TASK TO CARRY OUT: Copy all lines below that use the word "outstretched".

Point localization data:
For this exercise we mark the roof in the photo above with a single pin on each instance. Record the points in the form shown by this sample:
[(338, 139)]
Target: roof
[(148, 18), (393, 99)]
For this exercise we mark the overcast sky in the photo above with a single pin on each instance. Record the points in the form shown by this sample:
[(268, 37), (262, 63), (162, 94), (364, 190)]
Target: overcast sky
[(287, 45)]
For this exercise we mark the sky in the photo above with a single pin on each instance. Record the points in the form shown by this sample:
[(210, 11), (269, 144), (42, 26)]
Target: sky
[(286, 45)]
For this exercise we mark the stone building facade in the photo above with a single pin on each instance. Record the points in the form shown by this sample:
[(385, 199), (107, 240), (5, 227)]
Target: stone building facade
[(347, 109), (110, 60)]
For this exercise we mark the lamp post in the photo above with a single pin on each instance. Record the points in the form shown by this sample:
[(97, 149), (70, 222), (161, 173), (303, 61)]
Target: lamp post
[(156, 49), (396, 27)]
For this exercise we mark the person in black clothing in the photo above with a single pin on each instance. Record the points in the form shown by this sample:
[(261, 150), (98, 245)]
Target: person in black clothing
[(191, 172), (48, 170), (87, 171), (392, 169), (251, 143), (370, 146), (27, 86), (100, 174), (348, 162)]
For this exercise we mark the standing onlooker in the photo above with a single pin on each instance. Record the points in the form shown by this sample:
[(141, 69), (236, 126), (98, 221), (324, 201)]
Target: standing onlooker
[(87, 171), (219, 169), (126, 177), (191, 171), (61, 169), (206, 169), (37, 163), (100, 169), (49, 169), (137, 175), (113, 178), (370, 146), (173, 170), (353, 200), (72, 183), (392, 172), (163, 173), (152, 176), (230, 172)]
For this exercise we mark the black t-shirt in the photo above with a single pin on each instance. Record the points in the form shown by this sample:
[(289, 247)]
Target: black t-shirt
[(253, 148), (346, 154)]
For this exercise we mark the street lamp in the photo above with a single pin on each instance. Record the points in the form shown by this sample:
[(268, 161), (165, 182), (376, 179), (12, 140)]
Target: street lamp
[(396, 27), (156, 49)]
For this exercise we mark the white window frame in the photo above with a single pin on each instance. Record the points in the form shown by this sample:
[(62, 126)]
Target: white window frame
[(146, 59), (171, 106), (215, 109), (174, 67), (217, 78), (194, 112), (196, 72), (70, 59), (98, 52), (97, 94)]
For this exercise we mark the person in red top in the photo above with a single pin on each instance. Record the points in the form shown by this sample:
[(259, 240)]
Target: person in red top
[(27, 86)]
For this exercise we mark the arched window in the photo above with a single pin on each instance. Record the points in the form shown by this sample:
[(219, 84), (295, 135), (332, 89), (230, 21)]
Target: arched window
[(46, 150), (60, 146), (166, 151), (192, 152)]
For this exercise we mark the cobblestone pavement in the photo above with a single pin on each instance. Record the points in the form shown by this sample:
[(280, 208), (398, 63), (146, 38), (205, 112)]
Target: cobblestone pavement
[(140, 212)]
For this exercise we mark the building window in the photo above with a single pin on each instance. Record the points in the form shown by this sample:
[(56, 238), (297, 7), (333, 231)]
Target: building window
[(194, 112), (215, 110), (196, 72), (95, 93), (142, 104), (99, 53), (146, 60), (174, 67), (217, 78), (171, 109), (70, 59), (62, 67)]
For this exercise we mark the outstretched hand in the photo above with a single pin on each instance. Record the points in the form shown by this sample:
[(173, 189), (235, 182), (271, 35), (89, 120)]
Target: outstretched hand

EXPECTED OUTPUT:
For this exercise we mark the outstretched hand in the photo above with a single pin on each instance. Record the points in the form shown by this sample:
Target: outstretched hand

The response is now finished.